> WORK INSTRUCTIONS: Return the exact lines spanning from the line with "the octopus arm." through the last line of the entries, boundaries included, and no others.

> RECORDS SHOWN:
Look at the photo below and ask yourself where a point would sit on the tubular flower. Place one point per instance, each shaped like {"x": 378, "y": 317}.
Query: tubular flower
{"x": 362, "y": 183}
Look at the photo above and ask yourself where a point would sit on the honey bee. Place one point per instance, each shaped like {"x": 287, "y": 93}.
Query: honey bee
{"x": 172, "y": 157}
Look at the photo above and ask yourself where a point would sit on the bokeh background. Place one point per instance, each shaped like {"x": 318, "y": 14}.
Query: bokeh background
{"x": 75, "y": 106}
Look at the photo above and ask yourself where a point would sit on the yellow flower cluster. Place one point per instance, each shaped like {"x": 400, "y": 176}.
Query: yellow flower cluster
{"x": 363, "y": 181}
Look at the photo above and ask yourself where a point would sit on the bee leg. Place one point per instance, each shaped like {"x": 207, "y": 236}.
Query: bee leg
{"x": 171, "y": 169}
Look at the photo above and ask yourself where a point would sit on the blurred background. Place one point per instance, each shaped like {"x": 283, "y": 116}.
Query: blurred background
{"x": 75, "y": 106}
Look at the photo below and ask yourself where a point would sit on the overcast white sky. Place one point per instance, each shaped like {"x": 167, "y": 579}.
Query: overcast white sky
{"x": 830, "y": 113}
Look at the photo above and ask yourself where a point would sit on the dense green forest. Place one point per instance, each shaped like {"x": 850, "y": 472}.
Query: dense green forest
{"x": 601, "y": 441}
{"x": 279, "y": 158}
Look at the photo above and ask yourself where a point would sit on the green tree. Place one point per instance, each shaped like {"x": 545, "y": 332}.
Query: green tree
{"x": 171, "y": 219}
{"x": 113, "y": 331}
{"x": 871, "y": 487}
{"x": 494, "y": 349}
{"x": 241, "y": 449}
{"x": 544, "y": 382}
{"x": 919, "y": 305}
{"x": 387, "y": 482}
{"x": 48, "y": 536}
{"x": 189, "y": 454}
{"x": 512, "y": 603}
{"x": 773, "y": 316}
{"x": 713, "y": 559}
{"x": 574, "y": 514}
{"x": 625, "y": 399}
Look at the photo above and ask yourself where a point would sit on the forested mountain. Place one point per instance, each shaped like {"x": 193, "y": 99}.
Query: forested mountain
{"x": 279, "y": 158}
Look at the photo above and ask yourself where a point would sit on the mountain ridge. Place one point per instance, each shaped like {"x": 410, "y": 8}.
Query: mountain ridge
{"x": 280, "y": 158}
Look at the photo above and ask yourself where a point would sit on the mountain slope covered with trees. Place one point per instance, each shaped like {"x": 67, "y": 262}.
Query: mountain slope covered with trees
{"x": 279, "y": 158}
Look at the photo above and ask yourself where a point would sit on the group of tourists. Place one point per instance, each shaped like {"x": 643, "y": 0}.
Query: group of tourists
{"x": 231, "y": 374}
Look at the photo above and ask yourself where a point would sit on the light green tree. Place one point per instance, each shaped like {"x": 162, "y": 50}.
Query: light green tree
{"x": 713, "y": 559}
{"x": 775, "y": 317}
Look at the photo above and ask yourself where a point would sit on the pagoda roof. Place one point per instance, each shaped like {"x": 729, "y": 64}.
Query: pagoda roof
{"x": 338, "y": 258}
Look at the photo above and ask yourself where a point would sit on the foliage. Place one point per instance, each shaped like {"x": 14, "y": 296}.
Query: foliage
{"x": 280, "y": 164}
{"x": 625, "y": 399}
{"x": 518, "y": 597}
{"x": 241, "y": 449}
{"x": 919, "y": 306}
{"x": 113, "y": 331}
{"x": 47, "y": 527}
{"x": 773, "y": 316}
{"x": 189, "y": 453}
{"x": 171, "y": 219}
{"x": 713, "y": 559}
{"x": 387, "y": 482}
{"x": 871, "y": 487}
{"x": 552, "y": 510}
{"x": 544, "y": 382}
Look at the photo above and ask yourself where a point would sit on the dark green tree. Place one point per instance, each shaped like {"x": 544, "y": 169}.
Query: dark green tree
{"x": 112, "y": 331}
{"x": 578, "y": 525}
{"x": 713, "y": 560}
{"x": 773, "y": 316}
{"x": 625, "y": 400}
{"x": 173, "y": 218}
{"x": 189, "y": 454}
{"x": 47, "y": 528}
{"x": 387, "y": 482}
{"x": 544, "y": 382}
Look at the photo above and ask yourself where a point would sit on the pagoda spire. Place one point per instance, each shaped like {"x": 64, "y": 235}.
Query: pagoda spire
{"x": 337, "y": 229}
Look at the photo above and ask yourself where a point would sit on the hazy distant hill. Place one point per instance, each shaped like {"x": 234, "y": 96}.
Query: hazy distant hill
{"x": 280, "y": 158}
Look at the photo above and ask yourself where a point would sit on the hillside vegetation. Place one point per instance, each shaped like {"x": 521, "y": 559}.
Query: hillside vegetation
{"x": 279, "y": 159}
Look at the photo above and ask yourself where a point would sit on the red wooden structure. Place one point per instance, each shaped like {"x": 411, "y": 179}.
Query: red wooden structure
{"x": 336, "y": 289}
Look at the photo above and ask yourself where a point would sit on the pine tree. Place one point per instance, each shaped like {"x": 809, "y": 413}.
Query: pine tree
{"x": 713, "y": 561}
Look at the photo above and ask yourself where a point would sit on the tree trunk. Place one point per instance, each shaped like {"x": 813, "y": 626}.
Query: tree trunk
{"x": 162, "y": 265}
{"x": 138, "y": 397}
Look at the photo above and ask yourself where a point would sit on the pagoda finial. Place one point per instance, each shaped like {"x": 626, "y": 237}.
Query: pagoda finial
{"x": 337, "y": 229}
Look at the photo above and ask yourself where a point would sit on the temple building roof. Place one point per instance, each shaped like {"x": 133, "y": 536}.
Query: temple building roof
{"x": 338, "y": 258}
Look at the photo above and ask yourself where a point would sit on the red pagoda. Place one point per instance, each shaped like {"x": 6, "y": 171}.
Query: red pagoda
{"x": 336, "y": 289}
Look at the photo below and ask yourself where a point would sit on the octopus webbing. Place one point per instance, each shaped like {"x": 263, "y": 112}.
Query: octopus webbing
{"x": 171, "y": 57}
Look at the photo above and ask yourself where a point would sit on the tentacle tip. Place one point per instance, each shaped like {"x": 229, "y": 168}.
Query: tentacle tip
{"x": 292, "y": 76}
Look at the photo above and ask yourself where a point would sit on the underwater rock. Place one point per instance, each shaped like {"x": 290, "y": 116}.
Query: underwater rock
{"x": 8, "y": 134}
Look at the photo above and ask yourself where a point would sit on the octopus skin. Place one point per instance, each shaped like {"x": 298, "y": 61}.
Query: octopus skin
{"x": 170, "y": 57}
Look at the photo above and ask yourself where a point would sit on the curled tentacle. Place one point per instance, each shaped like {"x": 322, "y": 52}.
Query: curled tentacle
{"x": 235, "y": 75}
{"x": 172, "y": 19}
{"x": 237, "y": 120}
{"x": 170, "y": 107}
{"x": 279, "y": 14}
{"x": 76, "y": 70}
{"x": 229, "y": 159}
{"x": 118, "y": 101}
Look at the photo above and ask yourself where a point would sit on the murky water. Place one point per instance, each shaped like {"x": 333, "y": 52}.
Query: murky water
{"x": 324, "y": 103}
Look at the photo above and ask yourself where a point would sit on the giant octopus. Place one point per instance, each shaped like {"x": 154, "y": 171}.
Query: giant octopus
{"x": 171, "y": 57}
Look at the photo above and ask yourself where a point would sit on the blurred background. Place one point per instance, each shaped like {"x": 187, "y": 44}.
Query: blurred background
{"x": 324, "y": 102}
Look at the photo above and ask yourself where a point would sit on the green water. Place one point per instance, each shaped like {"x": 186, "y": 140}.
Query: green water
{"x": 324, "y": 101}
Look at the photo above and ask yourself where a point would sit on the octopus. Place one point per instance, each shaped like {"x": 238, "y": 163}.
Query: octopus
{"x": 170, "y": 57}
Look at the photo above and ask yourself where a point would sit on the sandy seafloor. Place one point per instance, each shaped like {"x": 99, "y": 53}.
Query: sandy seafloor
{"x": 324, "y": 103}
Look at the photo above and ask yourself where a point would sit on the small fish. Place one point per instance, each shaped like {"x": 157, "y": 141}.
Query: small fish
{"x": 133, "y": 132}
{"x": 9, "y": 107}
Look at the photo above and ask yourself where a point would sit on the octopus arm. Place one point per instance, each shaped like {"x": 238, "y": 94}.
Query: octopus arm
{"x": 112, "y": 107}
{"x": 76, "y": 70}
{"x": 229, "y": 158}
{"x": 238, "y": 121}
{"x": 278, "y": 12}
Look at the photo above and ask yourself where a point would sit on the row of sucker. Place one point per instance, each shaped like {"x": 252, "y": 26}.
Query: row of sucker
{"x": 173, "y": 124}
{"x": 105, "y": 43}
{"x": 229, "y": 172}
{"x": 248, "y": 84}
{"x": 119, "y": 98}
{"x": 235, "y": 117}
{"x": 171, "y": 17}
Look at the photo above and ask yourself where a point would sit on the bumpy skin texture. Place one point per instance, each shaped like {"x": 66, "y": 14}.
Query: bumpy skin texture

> ANSWER TO THIS EXERCISE:
Look at the photo above and ask yourself where a point would sit on the octopus arm. Place one point per instance, each shaped like {"x": 238, "y": 94}.
Query: octopus arm
{"x": 112, "y": 107}
{"x": 76, "y": 70}
{"x": 229, "y": 158}
{"x": 238, "y": 121}
{"x": 278, "y": 12}
Look at the photo above and ask yourself where a point would sit on the row of sucker. Place one point per instance, each shaped like {"x": 252, "y": 26}.
Query: row of sucker
{"x": 173, "y": 124}
{"x": 105, "y": 43}
{"x": 229, "y": 172}
{"x": 248, "y": 84}
{"x": 119, "y": 98}
{"x": 235, "y": 117}
{"x": 171, "y": 17}
Look at the photo above and ask yourself where a point would sit on the bumpy skin texture. Place one point per instance, each shaped like {"x": 66, "y": 14}.
Query: bumpy skin texture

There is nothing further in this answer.